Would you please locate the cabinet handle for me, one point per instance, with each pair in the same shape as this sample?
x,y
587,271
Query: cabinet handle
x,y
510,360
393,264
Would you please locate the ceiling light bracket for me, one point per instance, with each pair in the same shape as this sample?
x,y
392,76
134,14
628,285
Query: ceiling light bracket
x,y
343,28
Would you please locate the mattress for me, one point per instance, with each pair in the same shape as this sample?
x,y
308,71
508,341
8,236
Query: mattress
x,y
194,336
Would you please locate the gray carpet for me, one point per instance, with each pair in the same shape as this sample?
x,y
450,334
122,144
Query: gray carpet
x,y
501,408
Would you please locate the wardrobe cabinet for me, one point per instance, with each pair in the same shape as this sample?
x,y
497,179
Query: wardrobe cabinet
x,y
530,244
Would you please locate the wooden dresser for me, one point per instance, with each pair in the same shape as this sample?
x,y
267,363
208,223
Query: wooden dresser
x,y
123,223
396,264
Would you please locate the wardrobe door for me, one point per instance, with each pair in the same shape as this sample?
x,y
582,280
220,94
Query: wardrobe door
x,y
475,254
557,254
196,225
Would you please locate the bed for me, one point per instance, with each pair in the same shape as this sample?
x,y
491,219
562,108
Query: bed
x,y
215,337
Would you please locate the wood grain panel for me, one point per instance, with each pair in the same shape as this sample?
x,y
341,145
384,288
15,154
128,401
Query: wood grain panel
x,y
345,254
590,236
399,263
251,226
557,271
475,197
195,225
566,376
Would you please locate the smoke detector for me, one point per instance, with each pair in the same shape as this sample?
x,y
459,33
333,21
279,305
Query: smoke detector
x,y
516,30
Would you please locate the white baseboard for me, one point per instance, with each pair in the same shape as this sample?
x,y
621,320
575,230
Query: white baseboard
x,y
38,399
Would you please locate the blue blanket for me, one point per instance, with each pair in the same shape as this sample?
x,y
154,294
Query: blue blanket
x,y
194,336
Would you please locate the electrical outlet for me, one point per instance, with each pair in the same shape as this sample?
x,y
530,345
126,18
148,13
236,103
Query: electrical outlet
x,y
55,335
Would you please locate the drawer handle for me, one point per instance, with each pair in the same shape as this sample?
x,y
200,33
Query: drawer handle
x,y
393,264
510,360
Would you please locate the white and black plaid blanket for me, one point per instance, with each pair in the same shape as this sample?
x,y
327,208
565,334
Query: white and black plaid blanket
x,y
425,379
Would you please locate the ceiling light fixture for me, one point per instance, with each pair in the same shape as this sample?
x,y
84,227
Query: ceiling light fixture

# # # #

▶ EXERCISE INSTRUCTIONS
Go through the data above and return every line exactly.

▶ TASK RESULT
Would you please locate the cabinet handle for me, one point per instance, with each pair in the same shape as this sample?
x,y
587,271
Query: cabinet handle
x,y
510,360
393,264
Would you please locate the ceiling light bracket for me, one point per instance, with each pair in the same shape as this sample?
x,y
392,76
134,14
628,285
Query: ceiling light bracket
x,y
343,28
Would you please locate the mattress for me, one point per instance, with each pair in the same shape as this sample?
x,y
308,71
508,341
8,236
Query: mattress
x,y
194,336
Would you please locate the gray carpet for me, one point per instance, with each pair in the same shape as this sample?
x,y
450,334
122,144
Query: gray carpet
x,y
501,408
Would you please locate the wardrobe cabinet for me, one point per instance, with each pair in the same shape as this sample?
x,y
497,179
Query: wardrobe cabinet
x,y
530,244
Would you please locate the wooden dresser for me, one point per instance, with each pair in the same shape as this sample?
x,y
267,363
208,223
Query: wooden dresser
x,y
123,223
396,264
Would you please locate the wardrobe door for me, one point per instance, with each pair in the same shape as this sample?
x,y
582,280
220,94
Query: wardrobe door
x,y
475,254
557,254
196,225
Would you please locate the bed for me, one point per instance, with each pair in the same shape as this sample?
x,y
491,219
562,108
Query: bed
x,y
215,337
Would you please locate the wood grain panel for me, one point per instance, with each pair in the same shape as this sample?
x,y
341,145
384,288
15,154
128,401
Query: wood grain panel
x,y
345,254
590,236
399,263
251,226
557,271
475,197
195,225
566,376
Would you please locate the smoke detector for me, one point per instance, with each pair in the same shape as this sample?
x,y
459,33
333,21
279,305
Query: smoke detector
x,y
516,30
Would you please locate the white baseboard for me, one point per instance, with each pair in the same shape as this sample?
x,y
621,320
575,230
Query: white baseboard
x,y
38,399
Would you please locate the blue blanket for me, one point per instance, with each pair in the same shape as this sample?
x,y
154,294
Query: blue blanket
x,y
194,336
Would you please locate the electrical outlet for me, one point per instance, with each pair in the same shape as this sample?
x,y
530,345
126,18
148,13
236,103
Query: electrical outlet
x,y
55,335
Would you please locate the drawer handle for me, one point per instance, with each pair in the same shape as this sample?
x,y
200,33
Query: drawer handle
x,y
393,264
510,360
Would you please locate the white and black plaid blanket for me, one point per instance, with each pair in the same shape as this sample?
x,y
327,208
565,334
Query: white and black plaid blanket
x,y
425,379
Would you please locate the ceiling light fixture for me, one point per instance, with each pair in the same shape as this sample?
x,y
84,227
Query: ceiling light fixture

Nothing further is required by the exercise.